What to do:
Line count for "hair": say how many lines of the data contain it, with no other text.
<<<<
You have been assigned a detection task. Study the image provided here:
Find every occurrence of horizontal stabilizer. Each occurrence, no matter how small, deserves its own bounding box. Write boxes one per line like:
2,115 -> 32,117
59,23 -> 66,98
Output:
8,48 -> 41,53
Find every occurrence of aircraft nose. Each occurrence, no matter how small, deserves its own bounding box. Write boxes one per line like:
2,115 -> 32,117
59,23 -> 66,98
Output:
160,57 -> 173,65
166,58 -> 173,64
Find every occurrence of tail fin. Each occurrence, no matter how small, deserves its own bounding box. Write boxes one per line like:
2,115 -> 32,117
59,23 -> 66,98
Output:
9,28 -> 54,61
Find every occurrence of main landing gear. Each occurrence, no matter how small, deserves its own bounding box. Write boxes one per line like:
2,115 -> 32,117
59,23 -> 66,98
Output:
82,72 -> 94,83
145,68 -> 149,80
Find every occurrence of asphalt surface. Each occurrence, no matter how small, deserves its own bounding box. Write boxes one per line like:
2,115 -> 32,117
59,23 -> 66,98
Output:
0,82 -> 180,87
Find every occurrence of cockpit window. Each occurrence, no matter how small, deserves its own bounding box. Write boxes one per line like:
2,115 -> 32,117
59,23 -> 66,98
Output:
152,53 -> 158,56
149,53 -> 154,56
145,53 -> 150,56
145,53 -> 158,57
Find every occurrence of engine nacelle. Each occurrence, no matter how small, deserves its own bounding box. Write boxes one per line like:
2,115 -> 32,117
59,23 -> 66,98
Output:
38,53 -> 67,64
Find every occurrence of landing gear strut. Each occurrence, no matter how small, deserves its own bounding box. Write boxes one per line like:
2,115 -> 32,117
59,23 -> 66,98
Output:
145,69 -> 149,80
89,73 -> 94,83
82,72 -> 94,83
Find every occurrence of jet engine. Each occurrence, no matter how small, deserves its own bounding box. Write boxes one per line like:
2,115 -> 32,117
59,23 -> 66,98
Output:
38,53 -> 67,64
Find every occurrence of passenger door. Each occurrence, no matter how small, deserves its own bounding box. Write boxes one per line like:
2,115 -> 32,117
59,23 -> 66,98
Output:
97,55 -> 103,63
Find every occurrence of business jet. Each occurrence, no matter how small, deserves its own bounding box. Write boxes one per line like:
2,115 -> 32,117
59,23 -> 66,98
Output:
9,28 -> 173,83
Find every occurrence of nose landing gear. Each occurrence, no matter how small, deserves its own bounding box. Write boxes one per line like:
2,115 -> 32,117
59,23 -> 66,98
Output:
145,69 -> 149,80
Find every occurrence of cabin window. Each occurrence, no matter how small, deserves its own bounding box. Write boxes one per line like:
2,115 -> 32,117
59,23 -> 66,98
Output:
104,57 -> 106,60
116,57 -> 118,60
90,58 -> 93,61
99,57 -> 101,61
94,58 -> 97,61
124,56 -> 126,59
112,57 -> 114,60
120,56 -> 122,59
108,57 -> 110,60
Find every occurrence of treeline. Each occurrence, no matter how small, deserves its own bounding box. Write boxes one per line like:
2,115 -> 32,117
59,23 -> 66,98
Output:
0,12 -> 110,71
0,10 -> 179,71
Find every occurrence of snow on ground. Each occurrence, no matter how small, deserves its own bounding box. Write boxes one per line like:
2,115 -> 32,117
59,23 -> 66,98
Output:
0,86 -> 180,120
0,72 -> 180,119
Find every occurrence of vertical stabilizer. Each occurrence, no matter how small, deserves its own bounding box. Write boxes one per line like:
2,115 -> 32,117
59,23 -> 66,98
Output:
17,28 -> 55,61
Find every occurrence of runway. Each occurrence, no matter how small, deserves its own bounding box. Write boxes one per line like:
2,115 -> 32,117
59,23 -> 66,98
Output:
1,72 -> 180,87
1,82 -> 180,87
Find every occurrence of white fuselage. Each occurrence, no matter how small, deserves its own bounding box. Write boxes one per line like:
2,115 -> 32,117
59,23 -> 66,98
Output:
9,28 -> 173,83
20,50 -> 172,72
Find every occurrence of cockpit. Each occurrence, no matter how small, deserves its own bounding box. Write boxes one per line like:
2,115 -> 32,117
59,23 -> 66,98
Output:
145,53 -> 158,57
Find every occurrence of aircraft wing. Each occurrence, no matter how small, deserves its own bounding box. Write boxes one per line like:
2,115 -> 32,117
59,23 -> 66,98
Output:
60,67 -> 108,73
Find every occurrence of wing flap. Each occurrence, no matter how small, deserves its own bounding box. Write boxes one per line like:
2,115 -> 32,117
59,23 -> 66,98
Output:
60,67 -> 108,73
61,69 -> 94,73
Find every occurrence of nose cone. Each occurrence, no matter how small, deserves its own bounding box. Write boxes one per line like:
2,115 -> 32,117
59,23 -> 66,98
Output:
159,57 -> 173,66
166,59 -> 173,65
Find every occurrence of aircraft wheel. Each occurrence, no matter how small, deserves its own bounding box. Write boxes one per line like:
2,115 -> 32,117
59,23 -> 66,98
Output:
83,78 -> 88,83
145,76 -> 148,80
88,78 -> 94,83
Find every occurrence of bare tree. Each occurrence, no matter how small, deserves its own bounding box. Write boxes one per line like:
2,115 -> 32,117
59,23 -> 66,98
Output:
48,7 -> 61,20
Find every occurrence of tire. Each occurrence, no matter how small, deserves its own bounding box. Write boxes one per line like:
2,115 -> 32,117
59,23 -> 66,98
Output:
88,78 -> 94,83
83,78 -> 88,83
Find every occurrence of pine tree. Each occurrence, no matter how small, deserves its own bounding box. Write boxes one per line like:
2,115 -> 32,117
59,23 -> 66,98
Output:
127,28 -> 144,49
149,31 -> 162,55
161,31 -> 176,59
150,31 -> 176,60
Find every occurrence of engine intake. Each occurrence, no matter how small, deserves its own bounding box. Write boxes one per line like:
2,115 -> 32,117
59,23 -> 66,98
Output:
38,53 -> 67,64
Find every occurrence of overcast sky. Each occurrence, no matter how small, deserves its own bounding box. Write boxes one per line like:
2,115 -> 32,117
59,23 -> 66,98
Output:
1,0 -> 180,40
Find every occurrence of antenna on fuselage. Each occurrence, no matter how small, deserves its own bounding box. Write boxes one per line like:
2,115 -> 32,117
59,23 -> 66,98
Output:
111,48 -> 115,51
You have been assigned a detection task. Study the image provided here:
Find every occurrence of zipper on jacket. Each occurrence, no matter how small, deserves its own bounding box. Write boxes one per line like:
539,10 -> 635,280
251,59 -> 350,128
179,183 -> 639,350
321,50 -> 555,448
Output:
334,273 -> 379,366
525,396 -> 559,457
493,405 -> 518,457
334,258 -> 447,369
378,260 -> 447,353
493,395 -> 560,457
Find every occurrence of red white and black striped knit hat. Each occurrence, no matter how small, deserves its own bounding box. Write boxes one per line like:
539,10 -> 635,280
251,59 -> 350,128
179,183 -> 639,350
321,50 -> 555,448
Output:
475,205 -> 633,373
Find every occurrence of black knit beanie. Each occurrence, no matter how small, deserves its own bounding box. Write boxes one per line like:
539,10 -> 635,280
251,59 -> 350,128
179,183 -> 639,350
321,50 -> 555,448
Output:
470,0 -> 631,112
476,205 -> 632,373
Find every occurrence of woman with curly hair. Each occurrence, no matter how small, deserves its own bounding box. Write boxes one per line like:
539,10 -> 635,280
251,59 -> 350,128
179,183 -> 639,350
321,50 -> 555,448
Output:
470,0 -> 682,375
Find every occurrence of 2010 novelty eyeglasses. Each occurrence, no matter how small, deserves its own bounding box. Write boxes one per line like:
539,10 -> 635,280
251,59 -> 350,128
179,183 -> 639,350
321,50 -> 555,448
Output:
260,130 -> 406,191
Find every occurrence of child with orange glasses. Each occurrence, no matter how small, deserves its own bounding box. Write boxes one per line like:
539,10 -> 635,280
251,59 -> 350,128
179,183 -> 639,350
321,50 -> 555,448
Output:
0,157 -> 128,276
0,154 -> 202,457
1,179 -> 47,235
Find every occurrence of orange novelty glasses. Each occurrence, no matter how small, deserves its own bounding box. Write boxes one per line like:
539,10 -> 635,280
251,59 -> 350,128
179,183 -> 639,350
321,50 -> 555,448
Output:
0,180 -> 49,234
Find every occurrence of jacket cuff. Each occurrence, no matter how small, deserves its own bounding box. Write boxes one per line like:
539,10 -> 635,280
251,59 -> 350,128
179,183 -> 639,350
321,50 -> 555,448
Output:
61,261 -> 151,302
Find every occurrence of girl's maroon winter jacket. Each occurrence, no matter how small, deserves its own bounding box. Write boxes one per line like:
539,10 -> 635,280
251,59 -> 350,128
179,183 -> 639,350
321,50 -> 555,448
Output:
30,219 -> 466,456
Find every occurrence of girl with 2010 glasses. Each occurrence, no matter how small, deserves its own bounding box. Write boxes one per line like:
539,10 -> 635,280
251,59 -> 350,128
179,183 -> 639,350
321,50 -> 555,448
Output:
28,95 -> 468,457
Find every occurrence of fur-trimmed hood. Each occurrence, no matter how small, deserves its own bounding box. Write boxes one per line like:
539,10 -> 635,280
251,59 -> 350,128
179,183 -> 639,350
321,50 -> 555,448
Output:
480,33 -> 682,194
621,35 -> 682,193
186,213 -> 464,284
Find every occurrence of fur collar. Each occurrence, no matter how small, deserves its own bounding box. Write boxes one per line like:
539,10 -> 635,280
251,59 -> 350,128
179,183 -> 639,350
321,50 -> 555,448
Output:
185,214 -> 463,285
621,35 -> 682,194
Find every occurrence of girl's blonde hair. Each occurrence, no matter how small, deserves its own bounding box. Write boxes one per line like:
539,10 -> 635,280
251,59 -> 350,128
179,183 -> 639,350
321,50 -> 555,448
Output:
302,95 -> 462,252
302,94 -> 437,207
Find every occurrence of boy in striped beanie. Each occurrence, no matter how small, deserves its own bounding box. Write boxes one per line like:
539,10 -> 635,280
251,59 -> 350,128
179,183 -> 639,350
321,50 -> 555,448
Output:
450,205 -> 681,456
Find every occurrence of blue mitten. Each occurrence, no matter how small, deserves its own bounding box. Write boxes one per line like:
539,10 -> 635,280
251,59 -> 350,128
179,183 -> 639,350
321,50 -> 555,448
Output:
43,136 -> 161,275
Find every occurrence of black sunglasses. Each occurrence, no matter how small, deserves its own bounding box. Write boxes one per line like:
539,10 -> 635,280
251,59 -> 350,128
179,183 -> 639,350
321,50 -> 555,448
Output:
>>>>
Answer box:
2